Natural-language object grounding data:

- - - - -

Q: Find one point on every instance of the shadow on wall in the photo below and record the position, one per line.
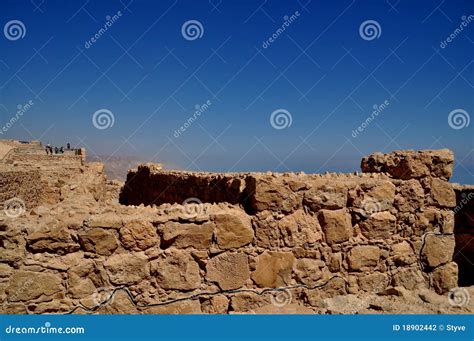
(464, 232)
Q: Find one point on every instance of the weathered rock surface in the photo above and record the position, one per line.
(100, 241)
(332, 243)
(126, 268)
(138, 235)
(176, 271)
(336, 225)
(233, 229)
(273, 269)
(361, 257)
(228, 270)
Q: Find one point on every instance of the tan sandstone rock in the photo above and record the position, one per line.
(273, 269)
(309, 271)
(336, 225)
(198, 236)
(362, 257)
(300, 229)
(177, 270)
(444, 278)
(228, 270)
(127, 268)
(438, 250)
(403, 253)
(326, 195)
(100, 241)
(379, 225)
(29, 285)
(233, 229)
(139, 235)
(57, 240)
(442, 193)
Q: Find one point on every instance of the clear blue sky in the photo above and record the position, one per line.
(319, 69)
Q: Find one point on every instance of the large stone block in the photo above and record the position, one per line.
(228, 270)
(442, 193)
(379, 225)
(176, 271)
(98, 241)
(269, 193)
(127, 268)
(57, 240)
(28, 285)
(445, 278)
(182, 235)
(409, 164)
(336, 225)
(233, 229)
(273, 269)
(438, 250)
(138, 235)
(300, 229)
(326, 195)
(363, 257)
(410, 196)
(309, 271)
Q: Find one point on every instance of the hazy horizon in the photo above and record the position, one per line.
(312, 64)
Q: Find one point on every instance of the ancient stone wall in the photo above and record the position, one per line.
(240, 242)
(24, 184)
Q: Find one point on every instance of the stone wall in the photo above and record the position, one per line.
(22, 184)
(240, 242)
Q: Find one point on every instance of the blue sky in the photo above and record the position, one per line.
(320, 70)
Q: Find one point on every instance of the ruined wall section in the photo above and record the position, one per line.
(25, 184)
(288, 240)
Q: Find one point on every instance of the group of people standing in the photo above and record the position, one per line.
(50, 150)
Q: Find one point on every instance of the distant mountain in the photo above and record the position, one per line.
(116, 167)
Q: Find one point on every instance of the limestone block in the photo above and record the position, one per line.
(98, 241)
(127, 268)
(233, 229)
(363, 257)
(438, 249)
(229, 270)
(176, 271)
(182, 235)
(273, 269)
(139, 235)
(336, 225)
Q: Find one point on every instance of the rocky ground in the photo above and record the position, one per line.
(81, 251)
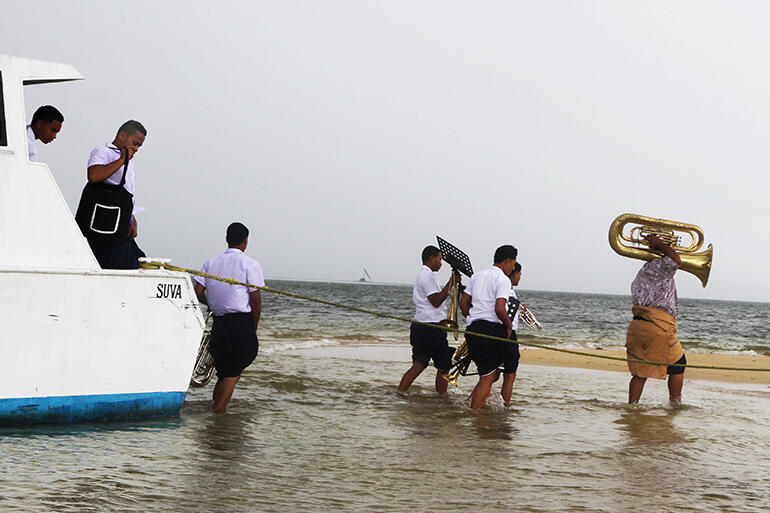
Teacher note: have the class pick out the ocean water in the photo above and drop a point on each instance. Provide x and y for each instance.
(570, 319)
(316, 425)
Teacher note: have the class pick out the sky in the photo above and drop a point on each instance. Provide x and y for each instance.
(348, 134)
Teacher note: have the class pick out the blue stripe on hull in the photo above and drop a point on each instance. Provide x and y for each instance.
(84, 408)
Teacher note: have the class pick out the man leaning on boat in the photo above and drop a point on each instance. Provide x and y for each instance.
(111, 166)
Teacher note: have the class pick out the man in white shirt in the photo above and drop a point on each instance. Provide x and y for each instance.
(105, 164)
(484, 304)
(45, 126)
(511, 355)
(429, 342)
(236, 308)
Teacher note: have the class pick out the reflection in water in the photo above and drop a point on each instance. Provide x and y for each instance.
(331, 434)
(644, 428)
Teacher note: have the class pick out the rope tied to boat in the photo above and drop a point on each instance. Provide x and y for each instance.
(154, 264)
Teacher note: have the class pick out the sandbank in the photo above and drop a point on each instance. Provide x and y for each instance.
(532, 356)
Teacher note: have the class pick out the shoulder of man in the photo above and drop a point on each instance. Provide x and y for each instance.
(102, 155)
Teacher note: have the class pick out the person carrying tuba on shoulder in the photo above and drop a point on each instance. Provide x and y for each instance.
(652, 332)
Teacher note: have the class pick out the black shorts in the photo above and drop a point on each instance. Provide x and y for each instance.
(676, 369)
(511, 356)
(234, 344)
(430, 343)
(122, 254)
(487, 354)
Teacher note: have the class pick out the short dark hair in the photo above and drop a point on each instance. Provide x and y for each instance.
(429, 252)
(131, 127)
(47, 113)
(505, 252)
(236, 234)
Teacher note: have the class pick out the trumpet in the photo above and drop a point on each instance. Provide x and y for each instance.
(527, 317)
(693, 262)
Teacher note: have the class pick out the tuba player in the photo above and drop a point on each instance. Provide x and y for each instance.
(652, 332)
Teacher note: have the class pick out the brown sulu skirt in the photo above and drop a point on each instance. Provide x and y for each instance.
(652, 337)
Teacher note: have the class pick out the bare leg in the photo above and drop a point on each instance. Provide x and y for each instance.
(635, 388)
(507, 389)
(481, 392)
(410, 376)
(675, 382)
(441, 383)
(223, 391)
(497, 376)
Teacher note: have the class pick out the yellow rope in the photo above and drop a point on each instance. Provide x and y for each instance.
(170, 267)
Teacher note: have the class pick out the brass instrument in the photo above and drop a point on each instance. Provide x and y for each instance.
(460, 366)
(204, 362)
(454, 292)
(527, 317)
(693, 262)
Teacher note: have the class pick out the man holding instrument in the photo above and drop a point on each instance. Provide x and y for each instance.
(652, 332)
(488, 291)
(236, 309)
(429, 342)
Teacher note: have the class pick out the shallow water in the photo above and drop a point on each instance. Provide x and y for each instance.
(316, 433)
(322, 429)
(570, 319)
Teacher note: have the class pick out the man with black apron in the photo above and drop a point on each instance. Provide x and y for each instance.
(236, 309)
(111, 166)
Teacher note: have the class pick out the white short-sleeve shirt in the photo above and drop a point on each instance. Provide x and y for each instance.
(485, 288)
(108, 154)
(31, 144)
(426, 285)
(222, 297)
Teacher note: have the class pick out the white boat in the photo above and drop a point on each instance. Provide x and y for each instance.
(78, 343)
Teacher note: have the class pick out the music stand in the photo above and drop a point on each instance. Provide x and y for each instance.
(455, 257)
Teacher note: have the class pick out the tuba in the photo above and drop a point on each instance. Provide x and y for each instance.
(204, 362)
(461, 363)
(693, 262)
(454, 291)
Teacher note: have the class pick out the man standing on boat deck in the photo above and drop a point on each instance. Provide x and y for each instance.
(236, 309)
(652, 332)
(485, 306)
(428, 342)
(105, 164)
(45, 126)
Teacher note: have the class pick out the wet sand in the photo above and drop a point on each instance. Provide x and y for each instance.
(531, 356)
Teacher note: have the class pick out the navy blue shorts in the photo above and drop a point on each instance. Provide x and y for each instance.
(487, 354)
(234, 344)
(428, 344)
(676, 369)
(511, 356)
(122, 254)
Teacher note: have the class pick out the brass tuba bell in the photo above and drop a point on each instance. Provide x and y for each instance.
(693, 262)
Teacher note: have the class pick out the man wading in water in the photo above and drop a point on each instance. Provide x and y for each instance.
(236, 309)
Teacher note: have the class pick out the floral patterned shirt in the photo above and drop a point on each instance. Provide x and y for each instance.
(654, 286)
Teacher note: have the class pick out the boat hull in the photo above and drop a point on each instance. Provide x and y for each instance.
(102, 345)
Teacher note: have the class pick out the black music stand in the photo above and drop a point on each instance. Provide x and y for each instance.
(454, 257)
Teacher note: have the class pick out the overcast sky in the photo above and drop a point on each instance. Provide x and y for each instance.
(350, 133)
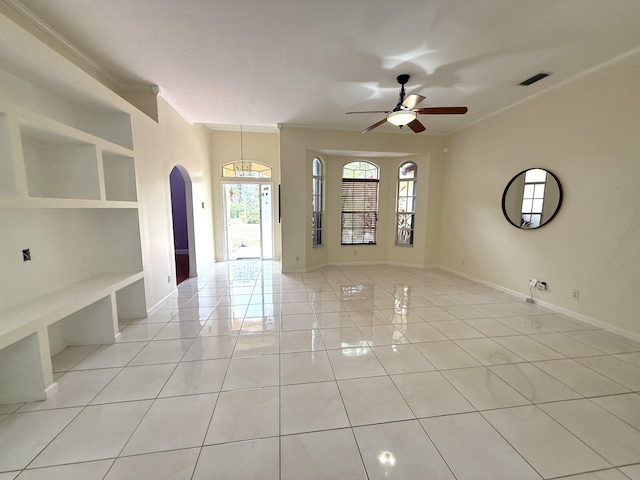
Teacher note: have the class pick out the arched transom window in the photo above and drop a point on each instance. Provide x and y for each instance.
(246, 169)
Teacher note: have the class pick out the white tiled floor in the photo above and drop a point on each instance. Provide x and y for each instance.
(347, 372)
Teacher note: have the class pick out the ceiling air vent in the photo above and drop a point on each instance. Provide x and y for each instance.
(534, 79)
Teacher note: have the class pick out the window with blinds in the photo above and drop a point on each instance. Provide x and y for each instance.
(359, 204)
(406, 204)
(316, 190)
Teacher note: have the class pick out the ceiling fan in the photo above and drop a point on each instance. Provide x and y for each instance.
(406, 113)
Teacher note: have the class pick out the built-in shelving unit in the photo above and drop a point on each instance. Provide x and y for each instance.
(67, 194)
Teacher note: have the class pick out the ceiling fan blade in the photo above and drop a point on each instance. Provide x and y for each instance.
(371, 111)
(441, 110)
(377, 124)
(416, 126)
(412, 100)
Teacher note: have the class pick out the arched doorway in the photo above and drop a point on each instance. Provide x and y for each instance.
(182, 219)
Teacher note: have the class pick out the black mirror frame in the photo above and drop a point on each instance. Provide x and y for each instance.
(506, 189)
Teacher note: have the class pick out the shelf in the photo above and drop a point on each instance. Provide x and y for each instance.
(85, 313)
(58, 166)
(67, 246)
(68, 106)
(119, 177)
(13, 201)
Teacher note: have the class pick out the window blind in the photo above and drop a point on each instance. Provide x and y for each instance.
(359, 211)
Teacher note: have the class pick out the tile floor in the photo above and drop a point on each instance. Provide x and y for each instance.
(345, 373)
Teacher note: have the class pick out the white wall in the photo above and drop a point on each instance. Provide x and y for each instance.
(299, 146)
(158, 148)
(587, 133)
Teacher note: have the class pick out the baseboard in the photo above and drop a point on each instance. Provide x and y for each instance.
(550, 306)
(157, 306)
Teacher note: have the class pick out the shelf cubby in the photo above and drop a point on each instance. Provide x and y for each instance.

- - - - -

WORK ITEM: Reproduce only those lines of the entries above that run from the line with "Teacher note: have the class pick out the window blind" to the final line.

SOLUTION TO THE PROBLEM:
Teacher note: have the class pick out the window blind in the photo above and drop a point on each instance. Provide x and y for each instance.
(359, 211)
Teacher note: have the class pick out the tile floor in the photo above and drop a point on each instance. Provide x and y for each instance.
(345, 373)
Teacher note: have the class pick out the white wall in the photo above and drop a point on each instance. Provide x and y for each instance.
(299, 146)
(158, 148)
(587, 133)
Teacher note: have the class pick out the baseboard in the photo above and drop a point on each instance. Provide x and y for each instance.
(550, 306)
(157, 306)
Teacher note: have the class pick out the shelf cubby in the photo above and drop a point on each instance. Provide x and y for each instance.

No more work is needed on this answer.